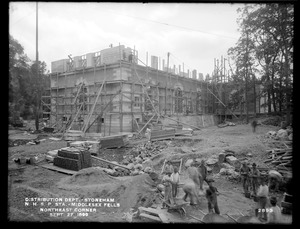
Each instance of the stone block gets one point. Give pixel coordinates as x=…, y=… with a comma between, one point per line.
x=282, y=134
x=212, y=161
x=188, y=163
x=233, y=161
x=221, y=158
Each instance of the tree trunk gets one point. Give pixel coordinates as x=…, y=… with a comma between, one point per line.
x=272, y=92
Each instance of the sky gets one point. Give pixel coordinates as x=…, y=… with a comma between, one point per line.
x=193, y=33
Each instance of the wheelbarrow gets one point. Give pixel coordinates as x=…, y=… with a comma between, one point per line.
x=177, y=207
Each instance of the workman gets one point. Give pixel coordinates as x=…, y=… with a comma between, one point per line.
x=168, y=167
x=254, y=124
x=275, y=179
x=194, y=175
x=244, y=172
x=175, y=181
x=254, y=178
x=203, y=172
x=167, y=182
x=211, y=196
x=262, y=194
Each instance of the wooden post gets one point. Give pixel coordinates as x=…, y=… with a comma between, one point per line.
x=109, y=124
x=105, y=98
x=131, y=107
x=121, y=107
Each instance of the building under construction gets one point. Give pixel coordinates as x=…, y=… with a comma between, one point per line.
x=112, y=91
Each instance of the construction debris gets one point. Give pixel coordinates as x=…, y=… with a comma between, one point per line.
x=73, y=158
x=162, y=134
x=226, y=124
x=280, y=159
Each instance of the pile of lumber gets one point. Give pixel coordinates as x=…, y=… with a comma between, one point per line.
x=73, y=159
x=157, y=135
x=281, y=159
x=184, y=132
x=110, y=143
x=157, y=215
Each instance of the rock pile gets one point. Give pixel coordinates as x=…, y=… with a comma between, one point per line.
x=282, y=134
x=139, y=160
x=272, y=121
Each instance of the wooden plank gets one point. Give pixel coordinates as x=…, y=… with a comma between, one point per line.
x=155, y=218
x=163, y=166
x=58, y=169
x=163, y=218
x=109, y=162
x=158, y=212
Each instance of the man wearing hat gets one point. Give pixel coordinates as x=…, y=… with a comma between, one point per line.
x=167, y=182
x=244, y=172
x=254, y=178
x=168, y=167
x=211, y=196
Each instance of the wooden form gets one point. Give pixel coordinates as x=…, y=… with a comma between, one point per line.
x=157, y=97
x=153, y=214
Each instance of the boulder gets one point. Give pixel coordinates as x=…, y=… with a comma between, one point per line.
x=221, y=158
x=289, y=129
x=209, y=169
x=147, y=163
x=161, y=187
x=224, y=171
x=148, y=170
x=52, y=153
x=290, y=137
x=138, y=167
x=232, y=161
x=227, y=166
x=188, y=163
x=282, y=134
x=271, y=133
x=134, y=173
x=130, y=166
x=212, y=161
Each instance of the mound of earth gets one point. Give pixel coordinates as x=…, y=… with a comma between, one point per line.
x=129, y=192
x=89, y=176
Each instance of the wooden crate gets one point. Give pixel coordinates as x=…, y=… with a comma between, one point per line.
x=162, y=134
x=112, y=143
x=67, y=163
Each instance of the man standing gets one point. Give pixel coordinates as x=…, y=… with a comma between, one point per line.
x=168, y=167
x=244, y=172
x=274, y=213
x=211, y=196
x=254, y=178
x=254, y=124
x=175, y=181
x=203, y=172
x=167, y=182
x=262, y=194
x=194, y=175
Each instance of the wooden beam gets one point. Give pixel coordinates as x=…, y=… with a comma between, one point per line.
x=146, y=124
x=150, y=217
x=182, y=122
x=101, y=113
x=222, y=103
x=92, y=111
x=109, y=162
x=200, y=220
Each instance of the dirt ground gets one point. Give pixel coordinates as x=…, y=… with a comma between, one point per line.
x=29, y=181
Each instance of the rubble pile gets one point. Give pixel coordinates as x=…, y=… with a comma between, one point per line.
x=281, y=159
x=138, y=160
x=273, y=121
x=282, y=134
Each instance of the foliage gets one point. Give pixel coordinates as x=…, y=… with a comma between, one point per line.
x=25, y=85
x=265, y=50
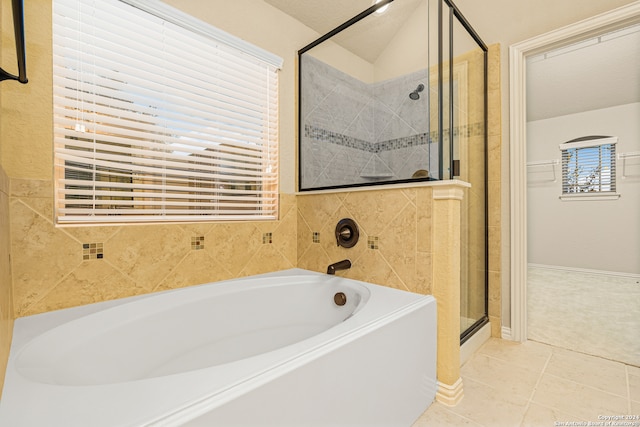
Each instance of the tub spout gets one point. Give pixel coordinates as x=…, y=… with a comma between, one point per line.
x=340, y=265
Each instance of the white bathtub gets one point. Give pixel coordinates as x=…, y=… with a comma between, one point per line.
x=272, y=350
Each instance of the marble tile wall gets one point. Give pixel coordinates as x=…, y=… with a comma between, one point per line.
+ + + + +
● **WHAT NEEDS TO BE DONE**: What is needed is the data above, retyped exactly, with every picture left out.

● **SOLUTION TO THIS EXERCISE**:
Each instance of the stone block gets one point. Give pixel coordinates as x=…, y=… with a comma between, one point per line.
x=282, y=134
x=212, y=161
x=188, y=163
x=233, y=161
x=221, y=158
Each instance of the tree trunk gets one point. Give pixel coordinates as x=…, y=… with a comma between, one point per line.
x=272, y=92
Each instance of the sky gets one point. Give pixel coordinates as x=…, y=… with a comma between, one point per line.
x=193, y=33
Each instance of the wheelbarrow gets one point. Give pixel coordinates as x=…, y=… with a comma between, one point per line.
x=177, y=207
Each instance of the workman gets one point. Give pixel coordinates as x=…, y=… with a comma between, one point per line.
x=168, y=167
x=254, y=124
x=275, y=179
x=194, y=175
x=244, y=172
x=175, y=181
x=254, y=178
x=203, y=172
x=167, y=182
x=211, y=196
x=262, y=194
Each instance of the wooden post gets one point. Give pixel coordinates as x=…, y=… with a comma between, one point per line.
x=109, y=124
x=105, y=98
x=131, y=107
x=121, y=107
Each instance of the building under construction gets one point. Give pixel coordinates as x=…, y=… with a comma between, one point per line.
x=112, y=91
Each instance of the construction debris gets one point. Give pixel coordinates as x=…, y=… with a comma between, one point per line.
x=73, y=158
x=162, y=134
x=226, y=124
x=280, y=159
Each instance of the pile of lumber gets one point. Give pixel coordinates as x=…, y=… with a comma between, one point per line.
x=73, y=159
x=157, y=135
x=281, y=159
x=184, y=132
x=110, y=143
x=157, y=215
Each instance of the rock pile gets one point. Give pixel coordinates as x=…, y=… with a comma between, one point per line.
x=282, y=134
x=139, y=160
x=272, y=121
Each instance of the wooden plank gets one point. Give pixel coordinates as x=…, y=… with a comma between, one point per line.
x=155, y=218
x=163, y=166
x=58, y=169
x=163, y=218
x=109, y=162
x=158, y=212
Each instance of the man wearing hat gets one point. Give pixel coordinates as x=…, y=… with a comma between, one point per line.
x=167, y=182
x=244, y=172
x=254, y=178
x=168, y=167
x=211, y=196
Each instance of the wooden form gets one point. Give pixel coordinates as x=…, y=… with a comma between, one point per line.
x=157, y=97
x=153, y=214
Each instance of the boulder gets one point. Give pixel coordinates as x=…, y=… with a comma between, one point per line.
x=221, y=158
x=289, y=129
x=209, y=169
x=147, y=163
x=161, y=187
x=224, y=171
x=148, y=170
x=52, y=153
x=290, y=137
x=138, y=167
x=232, y=161
x=227, y=166
x=188, y=163
x=282, y=134
x=271, y=133
x=134, y=173
x=130, y=166
x=212, y=161
Each instance of the mound of earth gets one point. Give pixel coordinates as x=…, y=… with a comma between, one point per line.
x=129, y=192
x=89, y=176
Each instance of the wooden crate gets one point. Give pixel coordinates as x=…, y=… with a comma between, one point per line.
x=162, y=134
x=112, y=143
x=67, y=163
Each instance of the man standing gets one point. Give pixel coordinates as x=…, y=… with a comma between, one point per line.
x=168, y=167
x=244, y=172
x=274, y=213
x=211, y=196
x=254, y=178
x=254, y=124
x=175, y=181
x=203, y=172
x=167, y=182
x=262, y=194
x=194, y=175
Each instance of the wooden beam gets one point. Give pixel coordinates as x=…, y=… with a comma between, one point per line.
x=146, y=124
x=150, y=217
x=182, y=122
x=101, y=113
x=222, y=103
x=92, y=111
x=109, y=162
x=200, y=220
Each instance of the dirt ground gets one point. Give pixel coordinates as x=…, y=… with a comma between, one point per line.
x=29, y=181
Each instance of the rubble pile gets one point. Give pixel coordinates as x=…, y=… with a comma between, one point per line.
x=281, y=159
x=138, y=160
x=273, y=121
x=282, y=134
Each instance of the foliage gets one point. Give pixel coordinates as x=…, y=… with a comma between, one point per line.
x=25, y=85
x=265, y=50
Each instance of the tub spout gets one point. Give pixel coordinates as x=…, y=… with a comma between, one point per line.
x=340, y=265
Each instance of the white bathtub gets one point. Give pixel coordinates as x=…, y=… with a comma between, one point per line.
x=272, y=350
Each instance of the marble tile wall gets one point. Give pixel coordinates as x=…, y=… with a comma between, one point per line.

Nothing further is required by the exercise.